Can you restate the rows below, from the start up to and including the line with "38, 191, 314, 240", keeping the requests and scaling every bounding-box coordinate in the answers by 1.25, rounded to whole numbers with halves going up? Leave the pictures out.

(Coordinate annotation rows)

----------------

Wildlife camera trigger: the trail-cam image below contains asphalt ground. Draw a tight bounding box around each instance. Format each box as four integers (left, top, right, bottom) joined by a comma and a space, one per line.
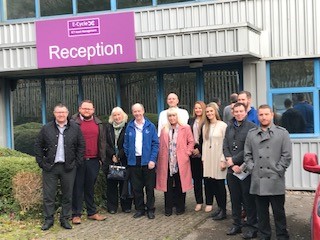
38, 191, 314, 240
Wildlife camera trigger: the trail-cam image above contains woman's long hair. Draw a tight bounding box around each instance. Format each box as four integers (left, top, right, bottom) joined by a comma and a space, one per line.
192, 101, 206, 133
204, 102, 221, 140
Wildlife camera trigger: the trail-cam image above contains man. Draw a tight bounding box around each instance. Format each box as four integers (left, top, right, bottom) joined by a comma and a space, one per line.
238, 91, 259, 125
123, 103, 159, 219
158, 93, 189, 137
294, 93, 314, 133
244, 105, 292, 239
35, 104, 85, 231
223, 102, 257, 239
222, 93, 238, 123
281, 98, 306, 133
72, 100, 106, 224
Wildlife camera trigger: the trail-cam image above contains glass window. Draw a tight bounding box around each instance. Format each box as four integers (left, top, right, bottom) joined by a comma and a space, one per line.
272, 92, 314, 133
120, 72, 158, 115
163, 72, 197, 114
270, 60, 314, 88
78, 0, 110, 13
204, 70, 240, 110
157, 0, 194, 4
82, 74, 117, 116
46, 77, 78, 121
12, 79, 42, 125
117, 0, 152, 9
6, 0, 36, 19
40, 0, 72, 16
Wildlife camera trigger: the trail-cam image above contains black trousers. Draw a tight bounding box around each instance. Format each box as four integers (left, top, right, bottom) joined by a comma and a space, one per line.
42, 163, 76, 220
255, 195, 289, 239
128, 166, 156, 212
72, 159, 100, 216
204, 177, 227, 211
164, 171, 186, 213
106, 179, 132, 211
190, 158, 203, 204
227, 173, 258, 230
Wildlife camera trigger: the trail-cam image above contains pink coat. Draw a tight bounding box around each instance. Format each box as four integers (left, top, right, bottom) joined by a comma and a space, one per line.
156, 125, 194, 192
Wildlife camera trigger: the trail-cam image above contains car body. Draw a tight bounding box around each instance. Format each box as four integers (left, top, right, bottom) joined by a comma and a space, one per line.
303, 153, 320, 240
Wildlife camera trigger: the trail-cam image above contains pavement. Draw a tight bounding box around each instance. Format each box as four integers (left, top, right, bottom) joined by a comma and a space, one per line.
39, 191, 314, 240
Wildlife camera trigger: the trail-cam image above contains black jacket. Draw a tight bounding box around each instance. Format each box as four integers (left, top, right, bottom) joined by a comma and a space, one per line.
34, 120, 85, 171
71, 113, 106, 162
223, 118, 257, 172
104, 123, 127, 171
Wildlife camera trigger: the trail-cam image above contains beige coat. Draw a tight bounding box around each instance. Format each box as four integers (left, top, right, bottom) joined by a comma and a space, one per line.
202, 120, 227, 179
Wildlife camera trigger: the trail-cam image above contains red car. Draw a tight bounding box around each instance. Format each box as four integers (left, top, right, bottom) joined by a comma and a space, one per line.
303, 153, 320, 240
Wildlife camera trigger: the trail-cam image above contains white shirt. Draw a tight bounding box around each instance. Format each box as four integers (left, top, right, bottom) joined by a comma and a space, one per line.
158, 107, 189, 137
134, 120, 145, 156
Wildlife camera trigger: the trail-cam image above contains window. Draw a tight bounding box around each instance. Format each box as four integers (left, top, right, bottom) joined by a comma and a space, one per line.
82, 74, 117, 116
78, 0, 110, 13
267, 59, 320, 137
6, 0, 36, 19
163, 72, 197, 114
40, 0, 72, 16
120, 72, 157, 114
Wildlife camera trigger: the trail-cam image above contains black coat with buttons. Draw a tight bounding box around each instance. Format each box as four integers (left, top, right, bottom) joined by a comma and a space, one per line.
34, 120, 85, 171
244, 124, 292, 196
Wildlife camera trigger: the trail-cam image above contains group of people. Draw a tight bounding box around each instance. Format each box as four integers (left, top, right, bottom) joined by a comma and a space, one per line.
35, 91, 291, 239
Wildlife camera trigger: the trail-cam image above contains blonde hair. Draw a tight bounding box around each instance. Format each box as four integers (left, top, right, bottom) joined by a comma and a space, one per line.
204, 102, 221, 140
192, 101, 206, 131
163, 107, 183, 131
109, 107, 128, 124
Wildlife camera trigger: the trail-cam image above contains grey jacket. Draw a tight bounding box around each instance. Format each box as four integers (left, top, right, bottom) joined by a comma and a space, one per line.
244, 125, 292, 196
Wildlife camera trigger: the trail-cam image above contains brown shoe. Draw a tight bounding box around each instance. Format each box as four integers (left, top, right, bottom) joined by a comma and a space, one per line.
88, 213, 107, 221
72, 217, 81, 224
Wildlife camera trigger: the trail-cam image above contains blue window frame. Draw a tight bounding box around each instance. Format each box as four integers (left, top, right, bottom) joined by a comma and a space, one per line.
267, 59, 320, 138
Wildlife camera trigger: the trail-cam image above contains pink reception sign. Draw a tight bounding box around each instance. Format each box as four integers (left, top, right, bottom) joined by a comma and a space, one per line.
36, 12, 136, 68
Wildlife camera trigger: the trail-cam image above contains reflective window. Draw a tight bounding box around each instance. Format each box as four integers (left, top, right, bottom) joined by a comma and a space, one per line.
6, 0, 36, 19
163, 72, 197, 114
270, 60, 314, 88
157, 0, 194, 4
117, 0, 152, 9
46, 76, 78, 122
40, 0, 72, 16
82, 74, 117, 116
272, 92, 314, 133
204, 70, 240, 113
120, 72, 157, 115
78, 0, 110, 13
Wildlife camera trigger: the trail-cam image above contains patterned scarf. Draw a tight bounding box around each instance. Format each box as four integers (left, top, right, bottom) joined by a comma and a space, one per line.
169, 125, 178, 176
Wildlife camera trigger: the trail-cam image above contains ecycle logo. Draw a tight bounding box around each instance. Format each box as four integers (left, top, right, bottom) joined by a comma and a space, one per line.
67, 18, 100, 37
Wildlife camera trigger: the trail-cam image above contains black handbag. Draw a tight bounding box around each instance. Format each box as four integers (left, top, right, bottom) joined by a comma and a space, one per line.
107, 163, 127, 181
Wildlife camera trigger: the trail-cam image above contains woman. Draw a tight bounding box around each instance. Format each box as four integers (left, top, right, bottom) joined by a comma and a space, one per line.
104, 107, 132, 214
202, 103, 227, 220
156, 108, 194, 216
188, 101, 206, 212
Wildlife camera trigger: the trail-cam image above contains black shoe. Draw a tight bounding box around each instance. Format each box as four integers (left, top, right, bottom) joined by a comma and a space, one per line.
212, 210, 227, 220
242, 230, 258, 239
108, 209, 117, 214
133, 211, 144, 218
41, 220, 53, 231
164, 211, 172, 217
227, 226, 241, 235
211, 208, 222, 217
60, 219, 72, 229
176, 210, 186, 215
147, 211, 155, 219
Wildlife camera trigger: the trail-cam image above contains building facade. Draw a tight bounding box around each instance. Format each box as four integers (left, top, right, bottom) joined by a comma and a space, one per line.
0, 0, 320, 189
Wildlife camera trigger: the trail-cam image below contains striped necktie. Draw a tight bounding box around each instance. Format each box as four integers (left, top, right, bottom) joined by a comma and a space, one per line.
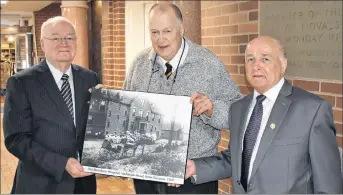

----------------

# COMPLETE RESPONSE
Wildlife camera trigger: the trail-cam image below contains asphalt ground. Draw a tight bounding box around each instance. Format each box as four integers (left, top, right, bottom) joined by a comma and a space, one per line.
48, 239, 393, 300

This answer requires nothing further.